*Stored data*:

· · · · ·

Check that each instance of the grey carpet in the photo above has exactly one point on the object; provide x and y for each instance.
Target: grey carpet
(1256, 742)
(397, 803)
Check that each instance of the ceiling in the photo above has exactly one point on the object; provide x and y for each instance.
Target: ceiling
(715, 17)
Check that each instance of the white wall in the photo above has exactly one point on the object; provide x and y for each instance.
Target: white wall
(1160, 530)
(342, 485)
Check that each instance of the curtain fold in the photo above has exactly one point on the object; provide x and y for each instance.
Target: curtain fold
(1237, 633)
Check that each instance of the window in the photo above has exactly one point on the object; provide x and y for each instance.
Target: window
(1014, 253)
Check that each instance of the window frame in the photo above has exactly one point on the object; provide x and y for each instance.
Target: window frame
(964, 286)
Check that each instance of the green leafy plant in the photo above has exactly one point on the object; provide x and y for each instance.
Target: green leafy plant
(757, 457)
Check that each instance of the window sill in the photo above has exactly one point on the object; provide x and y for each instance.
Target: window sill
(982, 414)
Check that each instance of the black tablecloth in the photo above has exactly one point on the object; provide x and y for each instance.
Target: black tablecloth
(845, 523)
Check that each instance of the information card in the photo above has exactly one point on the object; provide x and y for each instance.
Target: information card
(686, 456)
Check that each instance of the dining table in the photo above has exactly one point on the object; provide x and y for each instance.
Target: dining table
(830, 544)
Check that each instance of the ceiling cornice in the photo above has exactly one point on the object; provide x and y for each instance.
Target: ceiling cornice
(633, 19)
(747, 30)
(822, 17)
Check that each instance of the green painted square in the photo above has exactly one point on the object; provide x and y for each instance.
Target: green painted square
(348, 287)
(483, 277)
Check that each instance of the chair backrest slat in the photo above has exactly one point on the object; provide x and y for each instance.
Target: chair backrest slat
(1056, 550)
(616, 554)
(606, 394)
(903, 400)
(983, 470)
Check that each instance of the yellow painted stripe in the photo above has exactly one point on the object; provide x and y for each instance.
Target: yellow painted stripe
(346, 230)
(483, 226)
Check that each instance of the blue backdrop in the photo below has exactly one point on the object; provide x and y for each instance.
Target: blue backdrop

· · · · ·

*Work required*: Line by line, please reproduce the records exactly.

*Exercise response*:
Check that each instance of the grey carpet in the photo above has exactly one point on the object; provide x and y for each instance.
Target: grey carpet
(1256, 742)
(397, 803)
Check that each instance of the ceiling in the photo above has exactly one point on the object; provide x and y for each instance.
Target: ceiling
(715, 17)
Check that each instance of the white wall in the photo above has exactly one point on the object; provide x and y for each instance.
Target: white wall
(1160, 530)
(342, 485)
Check that each instance of the curtain fold in the photo above has exactly one point on the object; provide x and y for each instance.
Target: curtain fold
(1237, 633)
Check that each instance of the window in the photo above has exactly one point on the object; provide x and y for each instance.
Target: window
(1014, 253)
Check that each instance of the window frame in the photo above has exactly one point on the object; provide x and y for each instance.
Target: window frame
(964, 286)
Check that each instance of the green leafy plant in the photo above has exactly one point on the object; provide x and y for each instance.
Target: green leafy plant
(757, 457)
Check that each instance of the window sill in the photo above has exactly one point on the object; provide x and y for each instance.
Target: window sill
(982, 414)
Check that each instance of the black tablecloth in the photo above has exactly one point on the object; provide x and y for each instance.
Target: black tablecloth
(845, 523)
Check that each instance of the information card in the photo above has exactly one point on the object; provide x and y for each instance.
Target: information card
(686, 456)
Check that each instance of the dining table in the photo above has exactly one point on the object; provide x and y for each instance.
Target: dining table
(830, 544)
Check that each instance of the ceiling cornice in the photo above has exactly one point on the object; provide x and y for each instance.
Target: ceiling cornice
(633, 19)
(747, 30)
(822, 17)
Check that each instance of the green painted square in the photo above has exactly one point on the object; provide x and y for each instance.
Target: green painted square
(348, 287)
(483, 277)
Check that each instance of the chair backrest slat in the photo above has exactly one point on the object; provide x and y for each instance.
Target: chair backrest slat
(1056, 550)
(616, 554)
(606, 394)
(903, 400)
(983, 470)
Check that each instance of the yellow painted stripe in the photo above has exactly one point on the object; provide x and y for each instance.
Target: yellow painted stripe
(346, 230)
(483, 226)
Check that each instance of the blue backdrop in the photo below has exactly one point on the object; provide x and y for each instance.
Target: blue backdrop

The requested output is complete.